Vorliegender Text
Erschütterung der Beweiskraft eines elektronisch abgegebenen Empfangsbekenntnisses?
OLG Nürnberg v. 12.9.2025 - 1 U 2003/24 Erb
Der Sachverhalt:
In einem erbrechtlichen Verfahren rügte der Beklagte die nicht fristgemäße Einlegung der Berufung. Das Empfangsbekenntnis der Klägervertreter über den Erhalt des Ersturteils trägt das Datum 16.9.2024. Gegen dieses Urteil hat der Kläger Berufung eingelegt, die am15.10.2024 beim OLG eingegangen ist.
Der Beklagte bestritt, dass das Endurteil der Klagepartei erst am 16.9.2024 zugestellt worden ist. Denn der Berufungskläger habe sich persönlich mit Schreiben vom 10.9.2024, eingegangen am 12.9.2024 in der Kanzlei der Beklagtenpartei, an den Prozessbevollmächtigten des Beklagten gewandt und in diesem Schreiben das Endurteil vom 4.9.2024 zitiert. Daraus lasse sich ein früherer Zustellungszeitpunkt als der 16.9.2024 ableiten, weshalb die Berufung unzulässig, weil verfristet sei.
Das OLG folgte dieser Argumentation nicht und hielt die Berufung für zulässig.
Die Gründe:
Die Berufung ist fristgerecht binnen der Notfrist von einem Monat eingelegt worden. Das Urteil des LG ist dem Kläger am 16.9.2024 zugestellt worden, was durch das Empfangsbekenntnis des Klägervertreters nachgewiesen wird.
Das von einem Rechtsanwalt elektronisch abgegebene Empfangsbekenntnis erbringt - wie das herkömmliche papiergebundene (analoge) Empfangsbekenntnis - gegenüber dem Gericht den vollen Beweis nicht nur für die Entgegennahme des Dokuments als zugestellt, sondern auch für den angegebenen Zeitpunkt der Entgegennahme und damit der Zustellung. Der Gegenbeweis der Unrichtigkeit des Empfangsbekenntnisses ist zwar grundsätzlich zulässig, setzt aber voraus, dass dessen Beweiswirkung vollständig entkräftet und jede Möglichkeit ausgeschlossen ist, dass die Angaben des Empfangsbekenntnisses richtig sein können; die bloße Möglichkeit der Unrichtigkeit genügt nicht. Selbst eine erhebliche zeitliche Diskrepanz zwischen dem Zeitpunkt der Übersendung des Dokuments und dem im Empfangsbekenntnis angegebenen Zustelldatum erbringt den Gegenbeweis der Unrichtigkeit des Datums für sich genommen noch nicht.

Zu erledigende Aufgaben
• a. Gib aus dem Text zum elektronischen Empfangsbekenntnis den Abschnitt wörtlich wieder, der mit den Worten „Der Beklagte bestritt, dass“ beginnt und mit „Berufung für zulässig.“ endet.
• b. Führe den Text über die Beweiskraft des elektronischen Empfangsbekenntnisses im Anschluss an seinen letzten Satz weiter.

Entnommene Einträge
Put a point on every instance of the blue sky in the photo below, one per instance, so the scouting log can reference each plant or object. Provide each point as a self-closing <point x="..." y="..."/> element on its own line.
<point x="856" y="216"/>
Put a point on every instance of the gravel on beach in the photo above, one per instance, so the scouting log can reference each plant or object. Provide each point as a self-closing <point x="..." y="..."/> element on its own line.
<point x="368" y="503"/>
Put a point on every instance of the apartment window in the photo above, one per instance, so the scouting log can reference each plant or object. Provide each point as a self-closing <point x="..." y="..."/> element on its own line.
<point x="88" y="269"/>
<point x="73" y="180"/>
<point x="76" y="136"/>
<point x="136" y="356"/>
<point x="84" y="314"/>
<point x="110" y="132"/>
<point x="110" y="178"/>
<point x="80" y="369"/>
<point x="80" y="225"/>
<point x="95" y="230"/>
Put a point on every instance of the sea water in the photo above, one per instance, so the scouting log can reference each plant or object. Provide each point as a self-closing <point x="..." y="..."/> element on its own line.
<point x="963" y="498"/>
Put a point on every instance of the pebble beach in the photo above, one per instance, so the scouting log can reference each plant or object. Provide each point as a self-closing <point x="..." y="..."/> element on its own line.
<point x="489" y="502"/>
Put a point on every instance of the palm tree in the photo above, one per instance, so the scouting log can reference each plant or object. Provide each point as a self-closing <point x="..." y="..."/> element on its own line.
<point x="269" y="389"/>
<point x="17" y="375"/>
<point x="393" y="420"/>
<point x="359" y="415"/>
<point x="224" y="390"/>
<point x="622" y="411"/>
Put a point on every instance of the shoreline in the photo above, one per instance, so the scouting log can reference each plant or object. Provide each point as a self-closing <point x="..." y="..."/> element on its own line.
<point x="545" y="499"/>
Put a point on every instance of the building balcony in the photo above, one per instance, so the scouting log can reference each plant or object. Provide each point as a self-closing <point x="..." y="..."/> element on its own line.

Lösungen der Aufgaben
• a.
Der Beklagte bestritt, dass das Endurteil der Klagepartei erst am 16.9.2024 zugestellt worden ist. Denn der Berufungskläger habe sich persönlich mit Schreiben vom 10.9.2024, eingegangen am 12.9.2024 in der Kanzlei der Beklagtenpartei, an den Prozessbevollmächtigten des Beklagten gewandt und in diesem Schreiben das Endurteil vom 4.9.2024 zitiert. Daraus lasse sich ein früherer Zustellungszeitpunkt als der 16.9.2024 ableiten, weshalb die Berufung unzulässig, weil verfristet sei.
Das OLG folgte dieser Argumentation nicht und hielt die Berufung für zulässig.

• b.
Nach diesen Maßstäben hat der Beklagte den mit dem Empfangsbekenntnis geführten Beweis nicht entkräftet. Insbesondere beweist das Schreiben des Klägers vom 10.9.2024 an den Prozessbevollmächtigten des Beklagten einen früheren Zustellungszeitpunkt als den 16.9.2024 nicht. Zutreffend ist zwar, dass der Kläger in dem Schreiben das Urteil vom 4.9.2024 zitiert und sich daraus schließen lässt, dass der Kläger bei Abfassung des Schreibens vom Inhalt des Urteilstenors Kenntnis hatte. Allerdings kommt es nicht auf eine Kenntniserlangung einer Prozesspartei, sondern auf die förmliche Zustellung des Urteils, hier an den Klägervertreter, an. Dass der Kläger von dem Inhalt des Urteils bereits am 10.9.2024 Kenntnis hatte, erklärt sich durch den Umstand, dass der Kläger beim Verkündungstermin persönlich anwesend war.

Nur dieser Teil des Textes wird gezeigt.